— Given request —
Rewrite all of the entries below as a numbered list, omitting blank lines and leaving out the pictures.

----- Provided data -----

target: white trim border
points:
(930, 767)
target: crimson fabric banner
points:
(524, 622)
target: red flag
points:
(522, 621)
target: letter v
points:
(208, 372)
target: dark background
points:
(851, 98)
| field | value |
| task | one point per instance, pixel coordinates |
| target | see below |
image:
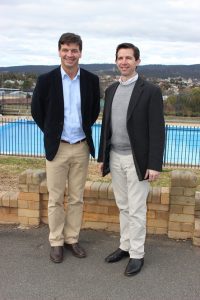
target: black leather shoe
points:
(134, 266)
(76, 250)
(56, 254)
(116, 255)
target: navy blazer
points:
(145, 126)
(47, 107)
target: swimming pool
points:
(23, 137)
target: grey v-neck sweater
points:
(120, 142)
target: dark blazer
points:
(47, 107)
(145, 126)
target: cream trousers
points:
(69, 167)
(131, 195)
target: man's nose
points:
(69, 53)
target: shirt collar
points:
(64, 74)
(129, 81)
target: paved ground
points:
(171, 270)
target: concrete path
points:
(171, 270)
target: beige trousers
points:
(130, 195)
(70, 167)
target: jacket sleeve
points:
(37, 105)
(156, 131)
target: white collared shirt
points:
(72, 129)
(129, 81)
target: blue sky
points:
(166, 31)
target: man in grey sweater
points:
(131, 147)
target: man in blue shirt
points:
(65, 105)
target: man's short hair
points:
(68, 38)
(136, 51)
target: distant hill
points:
(153, 71)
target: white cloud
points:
(166, 31)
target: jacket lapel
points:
(135, 97)
(83, 90)
(58, 87)
(110, 97)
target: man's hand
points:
(101, 168)
(152, 175)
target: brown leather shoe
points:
(76, 250)
(56, 254)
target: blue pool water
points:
(23, 137)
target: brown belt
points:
(78, 142)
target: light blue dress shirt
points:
(72, 129)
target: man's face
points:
(126, 62)
(69, 54)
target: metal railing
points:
(22, 137)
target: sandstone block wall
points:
(173, 211)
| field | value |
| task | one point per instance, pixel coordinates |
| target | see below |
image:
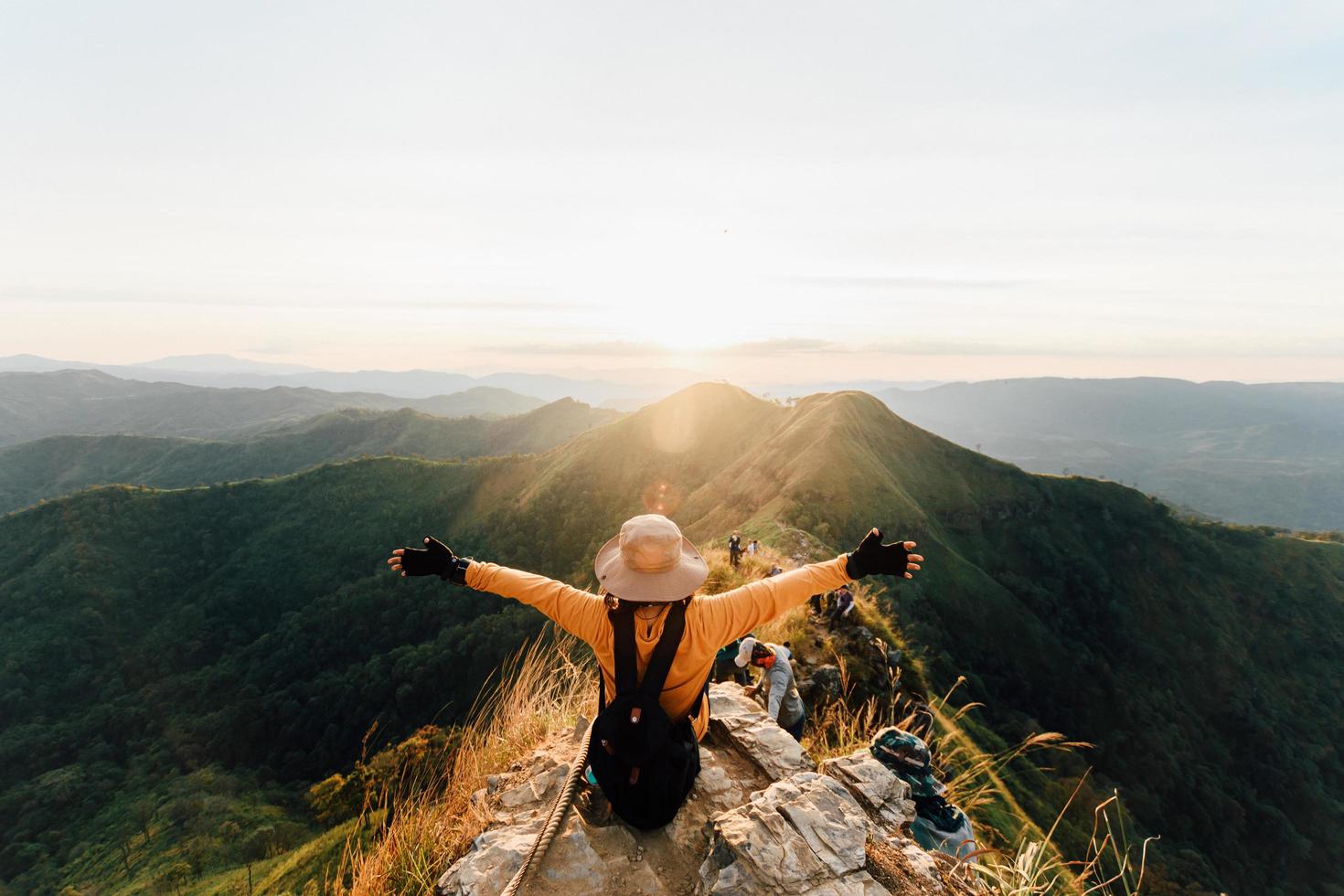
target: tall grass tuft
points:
(1034, 868)
(540, 689)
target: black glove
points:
(874, 557)
(434, 559)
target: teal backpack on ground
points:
(938, 824)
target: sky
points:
(773, 191)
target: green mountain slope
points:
(62, 464)
(1267, 454)
(91, 403)
(253, 624)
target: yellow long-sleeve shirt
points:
(711, 621)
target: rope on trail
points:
(552, 821)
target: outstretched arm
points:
(577, 612)
(735, 613)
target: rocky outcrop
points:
(761, 819)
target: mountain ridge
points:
(91, 403)
(1051, 597)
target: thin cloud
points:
(781, 347)
(615, 348)
(846, 281)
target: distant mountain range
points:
(1269, 454)
(62, 464)
(94, 403)
(1264, 454)
(254, 627)
(620, 389)
(223, 371)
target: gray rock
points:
(883, 795)
(581, 860)
(740, 723)
(717, 790)
(805, 835)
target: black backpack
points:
(644, 762)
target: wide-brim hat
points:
(649, 561)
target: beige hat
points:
(649, 561)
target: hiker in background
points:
(725, 667)
(843, 606)
(644, 750)
(818, 602)
(781, 693)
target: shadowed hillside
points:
(62, 464)
(253, 626)
(1269, 453)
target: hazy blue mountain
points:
(1266, 454)
(253, 626)
(625, 389)
(62, 464)
(94, 403)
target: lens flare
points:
(661, 497)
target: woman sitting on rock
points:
(655, 641)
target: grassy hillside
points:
(62, 464)
(1263, 454)
(91, 403)
(251, 624)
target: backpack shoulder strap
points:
(623, 647)
(656, 673)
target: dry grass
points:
(545, 687)
(1035, 869)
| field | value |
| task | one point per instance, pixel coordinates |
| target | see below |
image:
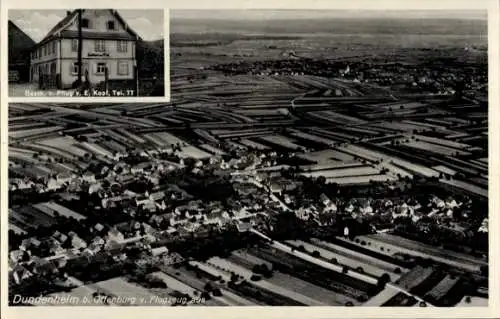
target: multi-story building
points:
(107, 42)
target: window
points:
(74, 45)
(122, 46)
(101, 68)
(100, 46)
(74, 68)
(86, 23)
(122, 68)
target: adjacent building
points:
(20, 45)
(107, 43)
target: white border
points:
(33, 5)
(270, 312)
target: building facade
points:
(107, 43)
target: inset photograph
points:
(86, 52)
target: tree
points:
(208, 287)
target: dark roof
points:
(71, 15)
(19, 45)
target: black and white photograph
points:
(334, 158)
(86, 53)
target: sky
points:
(229, 14)
(37, 23)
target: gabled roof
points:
(71, 16)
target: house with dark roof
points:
(19, 46)
(108, 44)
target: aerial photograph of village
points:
(306, 158)
(86, 53)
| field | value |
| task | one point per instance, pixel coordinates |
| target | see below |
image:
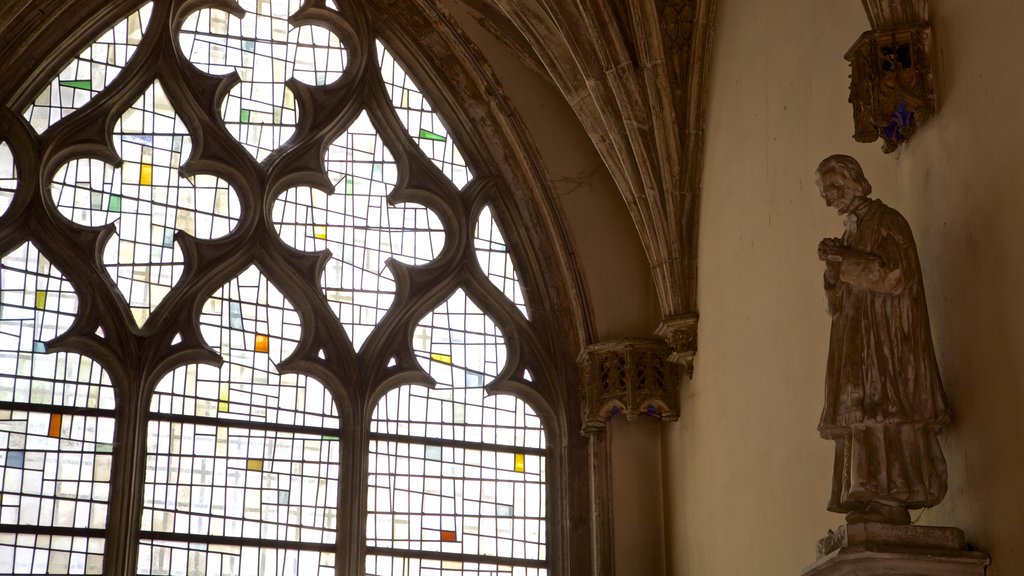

-----

— In response —
1. target: white trim border
2. points:
3. (930, 767)
4. target: crimson fabric banner
5. points:
6. (524, 622)
7. target: red flag
8. points:
9. (522, 621)
10. target: letter v
11. points:
12. (208, 372)
13. target: dark background
14. points:
15. (851, 98)
16. | field | value |
17. | task | one point per instance, pixel coordinates |
18. | target | see below |
19. image:
20. target: black leather shoe
21. points:
22. (134, 266)
23. (76, 250)
24. (56, 254)
25. (116, 255)
26. target: navy blazer
27. points:
28. (145, 126)
29. (47, 107)
30. target: swimming pool
31. points:
32. (23, 137)
33. target: grey v-neck sweater
34. points:
35. (120, 142)
36. target: dark blazer
37. points:
38. (47, 107)
39. (145, 126)
40. target: cream trousers
41. points:
42. (69, 167)
43. (131, 195)
44. target: man's nose
45. points:
46. (69, 53)
47. target: shirt collar
48. points:
49. (64, 74)
50. (129, 81)
51. target: paved ground
52. points:
53. (171, 270)
54. target: concrete path
55. points:
56. (171, 270)
57. target: beige trousers
58. points:
59. (130, 195)
60. (70, 167)
61. target: jacket sleeve
62. points:
63. (37, 105)
64. (156, 131)
65. target: white collared shirt
66. points:
67. (72, 129)
68. (129, 81)
69. target: blue sky
70. points:
71. (166, 31)
72. target: man in grey sweater
73. points:
74. (131, 147)
75. target: man in blue shirt
76. points:
77. (65, 105)
78. target: man's short hair
79. points:
80. (68, 38)
81. (136, 51)
82. target: distant hill
83. points:
84. (153, 71)
85. target: white cloud
86. points:
87. (166, 31)
88. target: jacket lapel
89. points:
90. (135, 97)
91. (83, 90)
92. (58, 87)
93. (110, 97)
94. target: man's hand
95. points:
96. (101, 168)
97. (152, 175)
98. target: brown leather shoe
99. points:
100. (76, 250)
101. (56, 254)
102. target: blue pool water
103. points:
104. (23, 137)
105. target: brown belt
106. points:
107. (78, 142)
108. target: light blue dress shirt
109. points:
110. (72, 129)
111. target: man's face
112. points:
113. (126, 62)
114. (69, 54)
115. target: metal railing
116. points:
117. (22, 137)
118. target: sandstone block wall
119. points:
120. (173, 211)
121. | field | value |
122. | task | one point per instance, pixel coordinates |
123. | target | see below |
124. image:
125. target: tall grass tuft
126. points:
127. (1034, 868)
128. (540, 689)
129. target: black glove
130. points:
131. (874, 557)
132. (434, 559)
133. target: teal backpack on ground
134. points:
135. (938, 824)
136. target: sky
137. points:
138. (773, 191)
139. target: green mountain slope
140. points:
141. (62, 464)
142. (1267, 454)
143. (91, 403)
144. (253, 624)
145. target: yellow long-sleeve shirt
146. points:
147. (711, 621)
148. target: rope on trail
149. points:
150. (552, 821)
151. target: outstretched arm
152. points:
153. (577, 612)
154. (735, 613)
155. target: rocky outcrop
156. points:
157. (761, 819)
158. target: mountain ridge
159. points:
160. (91, 403)
161. (1051, 597)
162. target: thin cloud
163. points:
164. (781, 347)
165. (615, 348)
166. (846, 281)
167. target: distant mountain range
168. points:
169. (1269, 454)
170. (62, 464)
171. (94, 403)
172. (1264, 454)
173. (254, 627)
174. (620, 389)
175. (223, 371)
176. target: gray rock
177. points:
178. (883, 795)
179. (581, 860)
180. (740, 723)
181. (717, 790)
182. (805, 835)
183. target: black backpack
184. points:
185. (644, 762)
186. target: wide-brim hat
187. points:
188. (649, 561)
189. target: beige hat
190. points:
191. (649, 561)
192. target: hiker in background
193. points:
194. (725, 667)
195. (843, 606)
196. (644, 750)
197. (818, 602)
198. (781, 693)
199. target: shadowed hillside
200. points:
201. (62, 464)
202. (253, 626)
203. (1269, 453)
204. target: hazy blue mountain
205. points:
206. (1266, 454)
207. (253, 626)
208. (625, 389)
209. (62, 464)
210. (94, 403)
211. target: lens flare
212. points:
213. (661, 497)
214. target: woman sitting on rock
215. points:
216. (655, 641)
217. target: grassy hillside
218. points:
219. (62, 464)
220. (1263, 454)
221. (91, 403)
222. (251, 624)
223. target: backpack shoulder strap
224. points:
225. (623, 647)
226. (656, 673)
227. target: dry grass
228. points:
229. (545, 687)
230. (1035, 869)
231. | field | value |
232. | task | one point per instance, pixel coordinates |
233. | target | see below |
234. image:
235. target: multi-story building
236. points:
237. (107, 42)
238. target: window
239. points:
240. (74, 45)
241. (122, 46)
242. (101, 68)
243. (100, 46)
244. (74, 68)
245. (86, 23)
246. (122, 68)
247. target: adjacent building
248. points:
249. (20, 45)
250. (107, 43)
251. target: white border
252. points:
253. (33, 5)
254. (270, 312)
255. target: building facade
256. points:
257. (107, 43)
258. target: inset photograph
259. points:
260. (86, 52)
261. target: tree
262. points:
263. (208, 287)
264. target: dark roof
265. points:
266. (71, 15)
267. (19, 45)
268. target: black and white photograph
269. points:
270. (334, 158)
271. (86, 53)
272. target: sky
273. points:
274. (229, 14)
275. (37, 23)
276. target: gabled roof
277. points:
278. (71, 16)
279. target: house with dark roof
280. points:
281. (19, 46)
282. (108, 44)
283. target: aerial photograph of village
284. points:
285. (306, 158)
286. (86, 53)
287. | field | value |
288. | task | one point per instance, pixel coordinates |
289. | target | see below |
290. image:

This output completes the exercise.